What this task involves: Carry on the passage about choosing cheeses and cured meats with Silvana, starting right after its final sentence.

-- BEGIN Given text --

And we’re not done yet. We need meats and cheese, and turn our thoughts to coldcuts, salumi. Silvana is eager to ply us with taste samples of everything on offer to help us find exactly what we want: mortadella, prosciutto, formaggio, salsiccia, ulivi, pomodori secchi. First up, formaggio, cheese. Silvana woos our taste buds with five different cheeses, and we choose thick slabs of pecorino toscano and mild parmeggiano. A lovely salami seasoned with fennel nestles in next to them in our basket, keeping company with the trionfetti for tonight. Tortellini will headline on another night.

-- END Given text --
-- BEGIN Available data --

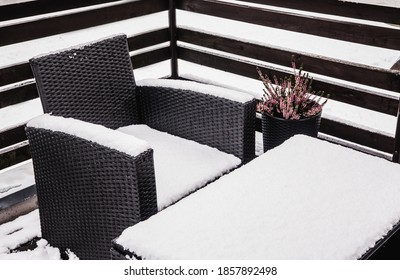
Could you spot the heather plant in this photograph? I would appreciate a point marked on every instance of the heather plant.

-- END Available data --

Answer for this exercise:
As we’re wiping crumbs of cheese from our lips, Silvana excuses herself to ring up customers who have quick purchases. When she comes back, Trish asks about the little silhouetted sign we saw earlier, the one of the monk with a backpack. “Ah, quello. That sign marks part of the Via Cassia, an ancient high road dating to the Roman Empire. It connects Rome and what is now Florence. Christian pilgrims traveled it too, with Rome as their destination. Radicòfani is along the ancient route. Pilgrims still come and retrace the way.” In fact, while we’re there, a woman from Germany comes in to buy a couple of bottles of mineral water. Silvana nods toward her as she wraps up a container of sun-dried tomatoes for us, saying as she does, “She's part of a group doing that very thing.” The woman smiles in our direction and we smile back.

After our 90-minute tour of Radicòfani past and present, we’re saying goodbye on a first name basis, with warms hugs, double kisses, photos, and promises to be back for another day’s provisions. We step out into the little piazza, make our way past Fedora’s blooming doorway, under Gina’s window, through the covered alley and back to the main street.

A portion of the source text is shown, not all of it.